UC Riverside

In the healthy brain, astrocytes function as key homeostatic players that support neuronal signaling, communicate with the blood brain barrier to maintain its selective permeability, and participate in the glymphatic system to ensure proper waste removal. Astrocytes were originally named nervenkitt, or neuronal glue and were considered to be homogenous and physiologically inactive cells, providing little more than structural support. Recently we have begun to understand the dynamic and diverse roles these cells occupy. As the importance of astrocytes has come into focus, so has the need to understand the mechanisms that drive their development. Here, we review current understanding of the developmental processes that give rise to the mature astrocyte and produce diverse astrocyte populations. We will also look at the commonalities that developing astrocytes share with another process, astrocyte reactivity. In response to immune challenges, astrocytes become reprogramed into reactive astrocytes in a process known as reactive gliosis. Reactive astrocytes are commonly identified by upregulation of intermediate filaments and hypertrophy. The mechanisms underlying reactivity and the functions that it serves are yet to be fully understood. Currently, there are a lack of tools which allow us to specifically target astrocytes after they become reactive. Studies characterizing reactivity have revealed several genes expressed in astrocytes only after the brain is immune challenged. Using this knowledge, we developed a transgenic mouse that expresses Cre recombinase under the promoter of one of the identified markers, Lcn2 (Lcn2CreErt2). The Lcn2CreErt2 mouse was validated across a variety of disease models including systemic inflammation and parasitic infection. We used this mouse to drive the permanent expression of a fluorescent marker, which allowed us to observe changes in reactive gene expression during and after the resolution of inflammation. In order to address potential off target effects of Lcn2CreErt2, we developed viruses that drive expression of Cre dependent genes under the GFAP promoter. We were also able to use the Lcn2CreErt2 mouse to isolate labeled cells through flow cytometry. The experiments performed represent only a fraction of the possibilities for the ways the Lcn2CreErt2 mouse will enhance our understanding of reactive astrocytes.

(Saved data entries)
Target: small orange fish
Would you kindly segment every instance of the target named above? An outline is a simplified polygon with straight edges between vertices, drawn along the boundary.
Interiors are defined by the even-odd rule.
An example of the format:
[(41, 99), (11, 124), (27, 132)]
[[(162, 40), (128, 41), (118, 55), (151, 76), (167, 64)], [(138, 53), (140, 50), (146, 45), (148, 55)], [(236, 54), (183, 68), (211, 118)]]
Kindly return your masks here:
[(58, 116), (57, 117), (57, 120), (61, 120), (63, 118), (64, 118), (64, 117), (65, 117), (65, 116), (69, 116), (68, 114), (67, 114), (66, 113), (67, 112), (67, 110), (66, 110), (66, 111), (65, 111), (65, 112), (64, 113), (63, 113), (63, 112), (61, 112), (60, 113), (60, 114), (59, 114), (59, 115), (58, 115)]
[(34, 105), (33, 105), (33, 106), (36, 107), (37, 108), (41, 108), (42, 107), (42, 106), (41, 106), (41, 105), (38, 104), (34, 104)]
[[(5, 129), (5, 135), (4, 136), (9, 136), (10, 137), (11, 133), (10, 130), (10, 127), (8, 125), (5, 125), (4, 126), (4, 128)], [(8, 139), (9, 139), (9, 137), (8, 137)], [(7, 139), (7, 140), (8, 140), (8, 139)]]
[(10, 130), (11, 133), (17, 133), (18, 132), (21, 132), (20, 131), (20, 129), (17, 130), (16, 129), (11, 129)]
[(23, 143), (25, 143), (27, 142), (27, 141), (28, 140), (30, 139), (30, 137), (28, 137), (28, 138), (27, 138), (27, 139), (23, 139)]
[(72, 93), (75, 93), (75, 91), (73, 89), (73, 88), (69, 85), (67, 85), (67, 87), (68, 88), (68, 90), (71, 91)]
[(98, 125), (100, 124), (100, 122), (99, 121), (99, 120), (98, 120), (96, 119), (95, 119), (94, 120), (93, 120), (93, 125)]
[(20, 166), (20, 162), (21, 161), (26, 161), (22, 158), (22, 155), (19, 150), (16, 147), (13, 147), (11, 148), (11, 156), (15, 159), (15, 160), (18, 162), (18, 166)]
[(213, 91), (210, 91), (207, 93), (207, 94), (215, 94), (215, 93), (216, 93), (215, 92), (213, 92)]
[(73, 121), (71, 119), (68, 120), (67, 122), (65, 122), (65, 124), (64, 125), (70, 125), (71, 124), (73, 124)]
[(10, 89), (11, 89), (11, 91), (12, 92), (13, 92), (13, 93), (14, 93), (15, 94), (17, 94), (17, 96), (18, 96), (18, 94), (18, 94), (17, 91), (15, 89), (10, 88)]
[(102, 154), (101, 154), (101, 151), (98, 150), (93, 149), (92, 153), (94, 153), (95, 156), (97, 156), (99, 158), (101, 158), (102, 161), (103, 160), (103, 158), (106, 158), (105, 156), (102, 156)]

◆ **Problem set**
1/ Summarize the text on astrocyte development and reactivity in two sentences.
2/ Translate this sentence from the text on astrocyte development and reactivity into Spanish: "Reactive astrocytes are commonly identified by upregulation of intermediate filaments and hypertrophy."
3/ List every role that the text on astrocyte development and reactivity gives astrocytes in the healthy brain.

◆ **Solutions to the tasks**
1/ The text reviews the developmental processes that produce mature and diverse astrocyte populations, and it looks at what developing astrocytes share with astrocyte reactivity, in which immune challenges reprogram astrocytes into reactive astrocytes. Because tools for targeting reactive astrocytes are lacking, the authors developed a transgenic mouse, Lcn2CreErt2, that expresses Cre recombinase under the Lcn2 promoter, validated it across disease models, and used it to follow reactive gene expression and to isolate labeled cells through flow cytometry.

2/ Los astrocitos reactivos se identifican comúnmente por la sobrerregulación de los filamentos intermedios y la hipertrofia.

3/
- Supporting neuronal signaling
- Communicating with the blood brain barrier to maintain its selective permeability
- Participating in the glymphatic system to ensure proper waste removal